* _CHALLENGE 1_
Print the part of the mailing list post on the webserver and URL namespace from "First, I appreciate" to "am including them.".

* _TEXT EXCERPT_
[Pulp-dev] Webserver owning the entire url namespace?

Eric Helms ehelms at redhat.com
Fri Nov 10 16:17:46 UTC 2017


First, I appreciate this being a proposal and discussion before going this
route given it's implications for applications used to consuming Pulp
heavily. Secondly, I believe some of my questions and concerns have been
asked and addressed throughout the thread, but I do feel like it's reached
a point where a summary would be useful for those just now entering the
conversation to parse.

I know some of these concerns start to quickly broach into more advanced
architecture discussion than the original proposal raised Brian. I am happy
to break those out into other threads, but for now since someone else
mentioned it I am including them.

My generalized concerns are:

 * How do I deploy Pulp alongside another Apache based application (aka the
current Katello use case) ?
 * Can I deploy Pulp and the Content separately? From two perspectives,
splitting load across multiple hosts or separating concerns into
independent pieces that can be scaled per differing demands? (e.g. the Pulp
API itself may get a little traffic, whereas my 50k hosts might hammer the
content API)
 * If the Content is separate from the main Pulp API, does that mean that I
can scale my content delivery more easily horizontally and across
geographies? This kinda goes to in the new world, how does the current
setup of Pulp talking to Pulp to create replicated data endpoints for
geography and scaling look like given this is affected by how the URL
namespace is consumed.

* _CHALLENGE 2_
In the rows, rewrite the lines from the line with "the black steering" to the line with "Query: roof support post", both included, changing "set one pin" to "place a single pin" and keeping everything else the same.

[Rows from a collection]

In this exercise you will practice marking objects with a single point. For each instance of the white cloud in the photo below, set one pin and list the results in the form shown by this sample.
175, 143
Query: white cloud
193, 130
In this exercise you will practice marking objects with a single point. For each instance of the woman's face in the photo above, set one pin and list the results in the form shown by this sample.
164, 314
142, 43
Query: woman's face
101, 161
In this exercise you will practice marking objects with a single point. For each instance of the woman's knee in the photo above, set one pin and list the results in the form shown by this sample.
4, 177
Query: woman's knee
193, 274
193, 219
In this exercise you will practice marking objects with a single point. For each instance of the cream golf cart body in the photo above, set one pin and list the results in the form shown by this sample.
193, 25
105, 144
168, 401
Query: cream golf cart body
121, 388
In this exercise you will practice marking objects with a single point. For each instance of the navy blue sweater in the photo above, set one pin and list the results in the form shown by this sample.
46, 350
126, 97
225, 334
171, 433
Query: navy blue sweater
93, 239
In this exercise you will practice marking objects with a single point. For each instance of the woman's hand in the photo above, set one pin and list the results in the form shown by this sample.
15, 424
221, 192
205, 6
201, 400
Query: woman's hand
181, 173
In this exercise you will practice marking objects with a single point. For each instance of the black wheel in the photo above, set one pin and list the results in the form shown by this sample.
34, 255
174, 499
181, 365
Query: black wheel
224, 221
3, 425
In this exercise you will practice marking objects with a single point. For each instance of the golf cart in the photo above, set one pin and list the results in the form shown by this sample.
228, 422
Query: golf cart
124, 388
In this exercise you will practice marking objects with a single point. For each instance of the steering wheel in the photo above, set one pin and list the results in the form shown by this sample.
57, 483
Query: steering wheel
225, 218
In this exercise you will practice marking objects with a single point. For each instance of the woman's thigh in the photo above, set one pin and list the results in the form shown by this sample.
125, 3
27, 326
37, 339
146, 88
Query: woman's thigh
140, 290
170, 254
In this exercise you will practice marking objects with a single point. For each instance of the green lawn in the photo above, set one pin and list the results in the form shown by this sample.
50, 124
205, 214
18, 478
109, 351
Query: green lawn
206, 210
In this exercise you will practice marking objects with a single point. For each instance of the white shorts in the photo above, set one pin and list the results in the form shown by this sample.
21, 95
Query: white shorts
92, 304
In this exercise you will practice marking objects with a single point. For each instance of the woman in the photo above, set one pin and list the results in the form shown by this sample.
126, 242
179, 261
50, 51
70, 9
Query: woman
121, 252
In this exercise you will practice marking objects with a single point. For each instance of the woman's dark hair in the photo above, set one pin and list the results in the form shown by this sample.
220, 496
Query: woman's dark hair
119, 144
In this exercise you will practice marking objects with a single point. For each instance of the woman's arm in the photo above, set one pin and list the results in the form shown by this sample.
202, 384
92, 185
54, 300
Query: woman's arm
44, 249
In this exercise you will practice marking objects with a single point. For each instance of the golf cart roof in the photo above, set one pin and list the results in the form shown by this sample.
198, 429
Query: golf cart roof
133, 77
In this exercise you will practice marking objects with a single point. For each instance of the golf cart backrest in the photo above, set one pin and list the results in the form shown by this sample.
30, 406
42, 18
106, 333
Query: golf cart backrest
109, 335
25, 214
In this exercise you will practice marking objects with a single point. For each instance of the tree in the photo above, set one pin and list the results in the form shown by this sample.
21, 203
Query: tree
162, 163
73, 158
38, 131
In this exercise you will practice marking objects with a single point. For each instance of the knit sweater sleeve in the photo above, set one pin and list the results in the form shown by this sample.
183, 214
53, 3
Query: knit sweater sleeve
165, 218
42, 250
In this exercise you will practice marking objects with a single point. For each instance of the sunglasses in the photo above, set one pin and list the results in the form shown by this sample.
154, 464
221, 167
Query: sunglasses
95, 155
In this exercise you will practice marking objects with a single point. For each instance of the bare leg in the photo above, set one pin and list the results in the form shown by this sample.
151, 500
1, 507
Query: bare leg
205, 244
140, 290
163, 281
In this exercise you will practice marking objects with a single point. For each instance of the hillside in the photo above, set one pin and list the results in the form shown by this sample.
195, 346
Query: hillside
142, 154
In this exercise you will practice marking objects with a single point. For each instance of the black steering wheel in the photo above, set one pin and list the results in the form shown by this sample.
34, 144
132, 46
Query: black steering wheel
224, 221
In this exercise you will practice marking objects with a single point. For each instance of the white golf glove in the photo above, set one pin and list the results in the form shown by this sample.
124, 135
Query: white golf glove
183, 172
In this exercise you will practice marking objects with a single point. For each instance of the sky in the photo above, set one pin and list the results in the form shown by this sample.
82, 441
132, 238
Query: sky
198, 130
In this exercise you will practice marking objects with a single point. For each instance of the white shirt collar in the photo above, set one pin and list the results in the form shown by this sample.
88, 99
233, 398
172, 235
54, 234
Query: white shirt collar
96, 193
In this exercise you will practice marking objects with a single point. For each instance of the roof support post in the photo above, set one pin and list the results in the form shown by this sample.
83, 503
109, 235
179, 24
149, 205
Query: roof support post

* * *

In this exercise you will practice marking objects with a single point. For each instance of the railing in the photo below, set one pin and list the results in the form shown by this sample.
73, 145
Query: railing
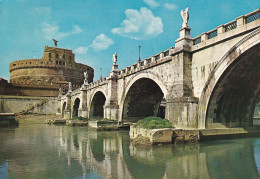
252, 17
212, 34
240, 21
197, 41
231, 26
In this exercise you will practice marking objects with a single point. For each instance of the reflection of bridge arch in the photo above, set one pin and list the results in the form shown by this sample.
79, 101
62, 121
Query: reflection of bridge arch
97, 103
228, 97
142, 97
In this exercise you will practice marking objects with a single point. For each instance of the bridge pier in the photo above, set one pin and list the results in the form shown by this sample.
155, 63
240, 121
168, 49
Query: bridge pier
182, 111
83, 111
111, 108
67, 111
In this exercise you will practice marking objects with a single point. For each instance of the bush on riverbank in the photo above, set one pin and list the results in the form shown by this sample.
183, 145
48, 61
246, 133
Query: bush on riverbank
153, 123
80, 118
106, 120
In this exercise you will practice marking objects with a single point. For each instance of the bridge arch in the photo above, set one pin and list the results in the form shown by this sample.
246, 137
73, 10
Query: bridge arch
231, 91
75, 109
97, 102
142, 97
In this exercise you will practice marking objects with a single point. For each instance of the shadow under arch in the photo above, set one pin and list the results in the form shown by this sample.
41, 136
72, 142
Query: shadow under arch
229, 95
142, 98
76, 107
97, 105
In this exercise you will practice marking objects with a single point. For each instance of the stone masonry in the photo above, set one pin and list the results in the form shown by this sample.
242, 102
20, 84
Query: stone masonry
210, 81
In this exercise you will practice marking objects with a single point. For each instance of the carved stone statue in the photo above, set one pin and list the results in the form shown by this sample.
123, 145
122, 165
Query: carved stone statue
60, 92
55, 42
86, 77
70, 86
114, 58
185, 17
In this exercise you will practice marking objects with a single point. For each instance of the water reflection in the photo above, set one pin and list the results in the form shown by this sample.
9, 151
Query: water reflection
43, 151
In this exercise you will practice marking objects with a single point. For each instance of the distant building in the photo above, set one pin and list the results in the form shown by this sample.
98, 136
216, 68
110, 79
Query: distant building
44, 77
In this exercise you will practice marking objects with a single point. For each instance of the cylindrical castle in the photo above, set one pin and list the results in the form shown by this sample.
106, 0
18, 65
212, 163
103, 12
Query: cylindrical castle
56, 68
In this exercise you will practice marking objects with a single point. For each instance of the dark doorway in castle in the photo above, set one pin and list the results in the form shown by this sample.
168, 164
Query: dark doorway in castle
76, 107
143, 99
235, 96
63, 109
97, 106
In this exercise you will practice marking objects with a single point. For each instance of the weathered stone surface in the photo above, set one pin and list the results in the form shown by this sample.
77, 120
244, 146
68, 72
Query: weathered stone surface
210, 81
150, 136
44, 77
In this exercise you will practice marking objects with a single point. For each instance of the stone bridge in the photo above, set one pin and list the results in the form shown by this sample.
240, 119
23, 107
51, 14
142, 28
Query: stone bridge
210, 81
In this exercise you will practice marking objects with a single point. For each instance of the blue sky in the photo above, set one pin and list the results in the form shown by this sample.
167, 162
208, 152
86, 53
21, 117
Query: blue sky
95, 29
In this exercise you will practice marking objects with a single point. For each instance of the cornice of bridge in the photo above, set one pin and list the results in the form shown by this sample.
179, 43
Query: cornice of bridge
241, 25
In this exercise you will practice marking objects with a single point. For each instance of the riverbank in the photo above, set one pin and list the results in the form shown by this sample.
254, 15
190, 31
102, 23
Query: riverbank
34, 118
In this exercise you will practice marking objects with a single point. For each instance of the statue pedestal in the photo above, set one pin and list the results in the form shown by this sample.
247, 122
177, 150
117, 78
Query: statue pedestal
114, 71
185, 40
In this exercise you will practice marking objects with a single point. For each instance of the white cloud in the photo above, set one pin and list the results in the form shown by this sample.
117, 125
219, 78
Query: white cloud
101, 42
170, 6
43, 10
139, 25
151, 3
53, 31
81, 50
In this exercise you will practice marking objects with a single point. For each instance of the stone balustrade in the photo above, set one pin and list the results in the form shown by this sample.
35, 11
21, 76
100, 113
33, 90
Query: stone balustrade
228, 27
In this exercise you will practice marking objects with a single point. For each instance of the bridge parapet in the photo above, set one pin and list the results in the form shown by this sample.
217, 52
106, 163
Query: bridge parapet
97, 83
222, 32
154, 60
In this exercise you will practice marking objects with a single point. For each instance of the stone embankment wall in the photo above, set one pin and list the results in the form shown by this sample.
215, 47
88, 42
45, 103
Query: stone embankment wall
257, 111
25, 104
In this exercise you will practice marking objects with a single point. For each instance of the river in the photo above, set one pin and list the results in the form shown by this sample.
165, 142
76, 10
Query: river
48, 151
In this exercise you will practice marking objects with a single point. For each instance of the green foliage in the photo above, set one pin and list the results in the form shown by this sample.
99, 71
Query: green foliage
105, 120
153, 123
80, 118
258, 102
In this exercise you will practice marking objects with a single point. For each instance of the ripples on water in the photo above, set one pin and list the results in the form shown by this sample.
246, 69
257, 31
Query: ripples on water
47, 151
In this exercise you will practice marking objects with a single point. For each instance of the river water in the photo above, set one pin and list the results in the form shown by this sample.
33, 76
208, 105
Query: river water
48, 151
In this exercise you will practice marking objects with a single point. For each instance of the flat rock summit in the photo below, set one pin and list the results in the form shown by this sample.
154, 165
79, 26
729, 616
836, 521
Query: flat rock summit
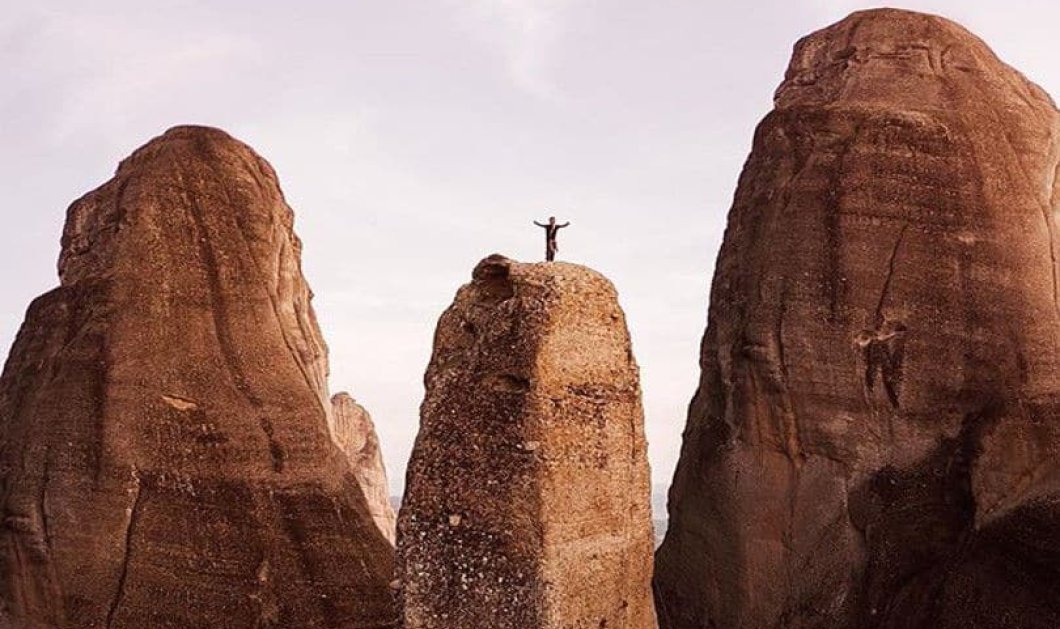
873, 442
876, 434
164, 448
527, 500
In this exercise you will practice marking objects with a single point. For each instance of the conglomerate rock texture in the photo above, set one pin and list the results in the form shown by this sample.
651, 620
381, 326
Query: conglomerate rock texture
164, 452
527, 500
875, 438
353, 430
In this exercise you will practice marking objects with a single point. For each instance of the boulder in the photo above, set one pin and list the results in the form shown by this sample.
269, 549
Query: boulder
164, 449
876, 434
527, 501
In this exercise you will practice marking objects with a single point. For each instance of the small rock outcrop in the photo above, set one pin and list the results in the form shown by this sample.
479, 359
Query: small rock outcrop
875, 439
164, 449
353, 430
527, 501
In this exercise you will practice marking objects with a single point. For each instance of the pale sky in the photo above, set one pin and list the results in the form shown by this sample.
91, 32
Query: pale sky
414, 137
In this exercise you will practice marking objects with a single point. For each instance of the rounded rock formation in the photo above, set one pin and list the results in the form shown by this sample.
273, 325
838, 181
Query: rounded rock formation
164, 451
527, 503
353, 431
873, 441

* _TASK RESULT 1_
First, I appreciate this being a proposal and discussion before going this
route given it's implications for applications used to consuming Pulp
heavily. Secondly, I believe some of my questions and concerns have been
asked and addressed throughout the thread, but I do feel like it's reached
a point where a summary would be useful for those just now entering the
conversation to parse.

I know some of these concerns start to quickly broach into more advanced
architecture discussion than the original proposal raised Brian. I am happy
to break those out into other threads, but for now since someone else
mentioned it I am including them.

* _TASK RESULT 2_
In this exercise you will practice marking objects with a single point. For each instance of the black steering wheel in the photo above, place a single pin and list the results in the form shown by this sample.
34, 144
132, 46
Query: black steering wheel
224, 221
In this exercise you will practice marking objects with a single point. For each instance of the white golf glove in the photo above, place a single pin and list the results in the form shown by this sample.
124, 135
Query: white golf glove
183, 172
In this exercise you will practice marking objects with a single point. For each instance of the sky in the photo above, place a single pin and list the results in the form shown by this sample.
82, 441
132, 238
Query: sky
198, 130
In this exercise you will practice marking objects with a single point. For each instance of the white shirt collar in the photo above, place a single pin and list the results in the form shown by this sample.
88, 99
233, 398
172, 235
54, 234
Query: white shirt collar
96, 193
In this exercise you will practice marking objects with a single point. For each instance of the roof support post in the photo above, place a single pin and list the results in the form shown by this sample.
83, 503
109, 235
179, 24
149, 205
Query: roof support post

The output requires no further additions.